Source information:
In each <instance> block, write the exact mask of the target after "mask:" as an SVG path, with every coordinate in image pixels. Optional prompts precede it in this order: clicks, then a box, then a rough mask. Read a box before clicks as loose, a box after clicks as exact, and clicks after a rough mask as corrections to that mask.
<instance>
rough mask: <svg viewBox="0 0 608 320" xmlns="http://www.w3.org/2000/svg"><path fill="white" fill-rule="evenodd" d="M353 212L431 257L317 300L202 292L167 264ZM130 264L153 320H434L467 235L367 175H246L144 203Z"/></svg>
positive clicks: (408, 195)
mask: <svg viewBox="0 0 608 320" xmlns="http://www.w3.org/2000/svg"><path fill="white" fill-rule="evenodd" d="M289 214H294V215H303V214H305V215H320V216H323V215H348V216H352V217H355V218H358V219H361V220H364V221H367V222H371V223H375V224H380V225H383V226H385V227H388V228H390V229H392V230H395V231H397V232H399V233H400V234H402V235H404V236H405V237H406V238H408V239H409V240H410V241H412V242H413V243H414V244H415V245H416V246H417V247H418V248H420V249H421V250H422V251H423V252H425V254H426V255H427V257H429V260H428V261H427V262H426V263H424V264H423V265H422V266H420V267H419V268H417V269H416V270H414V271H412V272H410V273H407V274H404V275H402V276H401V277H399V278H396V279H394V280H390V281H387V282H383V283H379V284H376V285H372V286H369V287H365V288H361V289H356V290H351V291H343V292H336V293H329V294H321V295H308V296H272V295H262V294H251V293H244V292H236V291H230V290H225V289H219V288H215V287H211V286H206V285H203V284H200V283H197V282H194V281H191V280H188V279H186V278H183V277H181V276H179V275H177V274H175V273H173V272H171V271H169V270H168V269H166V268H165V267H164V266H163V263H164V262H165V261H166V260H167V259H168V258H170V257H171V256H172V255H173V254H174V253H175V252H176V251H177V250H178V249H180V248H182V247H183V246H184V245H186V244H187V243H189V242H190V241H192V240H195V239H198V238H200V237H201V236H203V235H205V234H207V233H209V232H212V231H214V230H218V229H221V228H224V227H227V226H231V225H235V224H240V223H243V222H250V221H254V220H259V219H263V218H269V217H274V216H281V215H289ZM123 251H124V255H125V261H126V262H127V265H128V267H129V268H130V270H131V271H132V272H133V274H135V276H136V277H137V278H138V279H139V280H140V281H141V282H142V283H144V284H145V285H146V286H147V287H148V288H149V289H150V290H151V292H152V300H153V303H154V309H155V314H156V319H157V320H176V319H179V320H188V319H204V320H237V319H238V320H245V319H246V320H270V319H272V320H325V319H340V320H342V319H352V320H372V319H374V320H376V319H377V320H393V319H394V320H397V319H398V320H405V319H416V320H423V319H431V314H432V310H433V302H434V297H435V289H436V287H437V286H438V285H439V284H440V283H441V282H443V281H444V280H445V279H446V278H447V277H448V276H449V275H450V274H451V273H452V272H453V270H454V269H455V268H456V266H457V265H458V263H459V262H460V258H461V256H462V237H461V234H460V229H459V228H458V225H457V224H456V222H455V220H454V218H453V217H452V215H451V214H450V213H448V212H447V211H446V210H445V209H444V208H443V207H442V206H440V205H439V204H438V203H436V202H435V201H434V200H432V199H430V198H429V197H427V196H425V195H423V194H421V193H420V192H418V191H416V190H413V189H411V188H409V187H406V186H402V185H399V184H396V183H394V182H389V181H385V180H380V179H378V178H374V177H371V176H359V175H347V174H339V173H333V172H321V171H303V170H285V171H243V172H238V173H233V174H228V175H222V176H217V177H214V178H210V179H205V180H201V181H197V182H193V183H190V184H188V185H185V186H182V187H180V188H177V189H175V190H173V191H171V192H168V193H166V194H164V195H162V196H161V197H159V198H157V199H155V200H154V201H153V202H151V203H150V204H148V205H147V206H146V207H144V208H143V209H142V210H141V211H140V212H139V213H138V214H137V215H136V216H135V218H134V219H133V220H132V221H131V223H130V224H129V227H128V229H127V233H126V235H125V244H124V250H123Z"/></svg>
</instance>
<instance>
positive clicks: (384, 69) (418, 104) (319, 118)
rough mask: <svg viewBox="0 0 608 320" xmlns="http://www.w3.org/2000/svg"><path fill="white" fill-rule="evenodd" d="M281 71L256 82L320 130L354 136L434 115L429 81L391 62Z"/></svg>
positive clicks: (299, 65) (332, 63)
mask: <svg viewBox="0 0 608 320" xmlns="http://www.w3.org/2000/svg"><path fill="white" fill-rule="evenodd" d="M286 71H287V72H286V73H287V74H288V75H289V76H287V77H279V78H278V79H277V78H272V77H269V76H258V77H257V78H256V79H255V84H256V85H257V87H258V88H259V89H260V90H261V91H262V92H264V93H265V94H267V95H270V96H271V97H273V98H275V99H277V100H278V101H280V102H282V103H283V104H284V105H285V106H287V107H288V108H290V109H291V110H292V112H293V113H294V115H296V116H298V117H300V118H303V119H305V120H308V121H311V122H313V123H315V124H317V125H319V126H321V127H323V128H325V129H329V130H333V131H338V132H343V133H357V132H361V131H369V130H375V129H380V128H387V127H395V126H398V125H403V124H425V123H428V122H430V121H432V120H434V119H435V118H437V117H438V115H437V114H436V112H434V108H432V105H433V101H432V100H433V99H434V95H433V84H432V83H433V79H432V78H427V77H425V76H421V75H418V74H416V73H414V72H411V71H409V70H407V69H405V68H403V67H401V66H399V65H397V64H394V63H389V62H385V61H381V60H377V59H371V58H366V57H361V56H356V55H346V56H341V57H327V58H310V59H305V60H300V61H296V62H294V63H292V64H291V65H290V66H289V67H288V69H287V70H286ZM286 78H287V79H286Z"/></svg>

About this exercise:
Beginning with the line holding "positive clicks: (384, 69)" and ending with the line holding "71L256 82L320 130L354", write out the stretch of material above exactly; add no further lines.

Problem solution:
positive clicks: (384, 69) (418, 104) (319, 118)
rough mask: <svg viewBox="0 0 608 320" xmlns="http://www.w3.org/2000/svg"><path fill="white" fill-rule="evenodd" d="M281 71L256 82L320 130L354 136L434 115L429 81L391 62Z"/></svg>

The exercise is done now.